Exercise aim: Emit all the data exactly as provided.

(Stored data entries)
----
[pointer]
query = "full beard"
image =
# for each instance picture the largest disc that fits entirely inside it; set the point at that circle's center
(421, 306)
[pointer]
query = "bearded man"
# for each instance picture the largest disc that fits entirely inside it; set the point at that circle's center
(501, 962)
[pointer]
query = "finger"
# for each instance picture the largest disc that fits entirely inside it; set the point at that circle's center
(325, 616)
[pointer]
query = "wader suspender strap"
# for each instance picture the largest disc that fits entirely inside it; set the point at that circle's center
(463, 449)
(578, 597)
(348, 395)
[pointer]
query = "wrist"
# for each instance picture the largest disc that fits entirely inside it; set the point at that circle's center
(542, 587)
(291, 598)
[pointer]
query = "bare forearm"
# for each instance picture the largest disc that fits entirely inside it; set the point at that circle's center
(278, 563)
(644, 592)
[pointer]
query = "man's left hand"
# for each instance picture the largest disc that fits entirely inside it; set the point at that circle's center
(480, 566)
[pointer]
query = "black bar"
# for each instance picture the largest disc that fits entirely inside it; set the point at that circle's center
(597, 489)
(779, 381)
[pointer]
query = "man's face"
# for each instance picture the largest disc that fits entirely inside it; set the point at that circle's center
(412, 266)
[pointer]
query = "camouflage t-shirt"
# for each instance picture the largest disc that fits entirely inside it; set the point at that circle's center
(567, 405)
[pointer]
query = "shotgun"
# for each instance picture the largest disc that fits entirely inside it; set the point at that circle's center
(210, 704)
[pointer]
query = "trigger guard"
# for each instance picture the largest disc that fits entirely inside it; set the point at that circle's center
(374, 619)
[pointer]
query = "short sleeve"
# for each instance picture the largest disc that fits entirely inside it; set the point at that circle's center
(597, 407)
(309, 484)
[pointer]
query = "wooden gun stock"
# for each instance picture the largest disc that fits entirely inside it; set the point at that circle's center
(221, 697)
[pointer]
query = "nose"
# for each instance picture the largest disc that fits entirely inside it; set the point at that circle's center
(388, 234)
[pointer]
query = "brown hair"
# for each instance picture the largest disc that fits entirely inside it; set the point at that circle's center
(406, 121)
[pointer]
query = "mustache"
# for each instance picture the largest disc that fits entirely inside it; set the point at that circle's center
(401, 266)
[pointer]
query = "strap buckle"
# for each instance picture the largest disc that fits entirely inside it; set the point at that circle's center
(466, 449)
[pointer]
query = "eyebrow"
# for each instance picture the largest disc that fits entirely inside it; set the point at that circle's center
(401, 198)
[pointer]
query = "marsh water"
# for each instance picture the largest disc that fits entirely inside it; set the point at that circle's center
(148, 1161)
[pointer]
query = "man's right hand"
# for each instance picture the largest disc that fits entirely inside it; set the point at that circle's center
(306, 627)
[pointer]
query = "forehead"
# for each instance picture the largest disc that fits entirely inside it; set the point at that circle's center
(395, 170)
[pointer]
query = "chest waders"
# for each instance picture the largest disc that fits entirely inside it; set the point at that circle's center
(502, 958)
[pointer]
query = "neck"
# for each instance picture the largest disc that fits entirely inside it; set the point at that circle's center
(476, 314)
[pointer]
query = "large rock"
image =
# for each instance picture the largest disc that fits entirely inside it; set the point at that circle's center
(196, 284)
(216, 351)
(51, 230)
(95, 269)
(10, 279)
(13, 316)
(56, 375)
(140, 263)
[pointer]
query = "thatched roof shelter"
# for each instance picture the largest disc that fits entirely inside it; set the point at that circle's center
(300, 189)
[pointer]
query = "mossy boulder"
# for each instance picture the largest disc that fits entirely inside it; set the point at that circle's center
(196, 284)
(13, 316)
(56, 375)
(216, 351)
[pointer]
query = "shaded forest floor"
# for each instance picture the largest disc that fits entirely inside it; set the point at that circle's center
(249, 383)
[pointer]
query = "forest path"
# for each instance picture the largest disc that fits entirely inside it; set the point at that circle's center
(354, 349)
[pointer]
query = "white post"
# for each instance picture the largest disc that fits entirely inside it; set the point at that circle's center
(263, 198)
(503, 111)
----
Written response:
[pointer]
query = "full beard"
image =
# for each instance picture the largest disc that fits entirely inside it; set the point at that circle's center
(421, 306)
[pointer]
query = "bearded man"
# for each instance picture the largest disc that fits entirely inside it; set the point at that circle's center
(501, 962)
[pointer]
query = "finger"
# for each instance picture the largest disc that fits entirely inside it; set the point at that circle's center
(325, 616)
[pointer]
query = "wader suspender strap"
# for each instance picture the largest disc that fits entirely inside it; set the point at that circle's center
(463, 449)
(578, 597)
(348, 395)
[pointer]
query = "wrist"
# for each instance picture the largest disc that fits entirely inside it; set the point at that circle's center
(542, 587)
(291, 598)
[pointer]
query = "bare forearm"
# for each instance picture the largest disc that fits entirely inside it; set the point at that circle's center
(278, 563)
(644, 592)
[pointer]
query = "man's left hand"
# for each instance picture the largest disc that fits entirely inside it; set the point at that circle's center
(480, 566)
[pointer]
query = "black bar"
# for each instance picture the largest disc that fits entirely inside it; set the point at that circle's center
(597, 489)
(779, 381)
[pointer]
query = "man's face"
# for each instance picture the largest disc that fits entirely inside it; set the point at that circle's center
(412, 266)
[pointer]
query = "camouflage t-shirt"
# for each instance picture the largest disc that fits entirely inside it; set the point at that circle's center
(567, 405)
[pointer]
query = "shotgun"
# for each instance picture the largest disc that fits entirely inside it; set the point at that circle's center
(210, 704)
[pointer]
query = "trigger guard"
# for each instance picture the largest disc that fits entirely inside it; set the point at that circle's center
(374, 619)
[pointer]
query = "short sleeve"
# for each instance picture the largest disc that fits entirely inside it; set the point at that circle's center
(597, 407)
(309, 484)
[pointer]
query = "wooden gun stock"
# for each instance picture the largest disc that fits entirely inside it; set the point at that circle's center
(221, 697)
[pointer]
query = "nose"
# for each instance picture the largest disc that fits entirely inside it; set the point at that circle's center
(388, 234)
[pointer]
query = "brown hair"
# for each instance picture the largest disc that fits entirely inside it; set the point at that circle's center
(406, 121)
[pointer]
query = "mustache"
# for each instance picture the largest disc that fits entirely inside it; set the point at that circle's center
(401, 266)
[pointer]
query = "strap buckle"
# for each instance picture the largest disc that fits entirely inside it; set the point at that circle's center
(466, 449)
[pointer]
query = "eyebrow"
# for each instance picture the largest disc that fits entirely inside it; set the point at that circle's center
(401, 198)
[pointer]
query = "marsh water"
# for each instance picture the largest disc that fits entirely inside it; set the point at that circle's center
(148, 1161)
[pointer]
query = "man's right hand"
# for each instance picture the largest disc that fits entirely inside it; set the point at that circle's center
(306, 627)
[pointer]
query = "forehead"
# for each instance picture the largest disc that fits entirely inside it; set the point at that circle's center
(395, 170)
[pointer]
query = "chest waders"
# for each instance picture the largest disc that fits entirely inside it; set the point at that circle's center
(502, 958)
[pointer]
query = "neck"
# for each instance picture the largest disc that fits entirely inside it; set the point at that circle's center
(476, 314)
[pointer]
query = "large rock"
image =
# for each instance picture the largest disc that fits entirely inside it; set the point at that circle's center
(196, 284)
(216, 351)
(51, 230)
(95, 269)
(10, 279)
(13, 316)
(56, 375)
(140, 263)
[pointer]
query = "thatched roof shelter"
# for each instance picture the largest disc that fits entirely inside it; set the point at that circle's center
(300, 189)
[pointer]
query = "mossy boulder"
# for each instance picture the largest disc that fits entirely inside it; set the point at that circle's center
(196, 284)
(13, 316)
(56, 375)
(216, 351)
[pointer]
query = "shaded forest floor"
# for each instance picture the largest disc that fits entirely inside it; set the point at that circle's center
(249, 383)
[pointer]
query = "forest path"
# for each instance picture the largest disc that fits entirely inside it; set the point at that circle's center
(354, 349)
[pointer]
query = "white post"
# for each instance picture the largest disc that fits entirely inside it; set the point at that circle's center
(263, 198)
(503, 111)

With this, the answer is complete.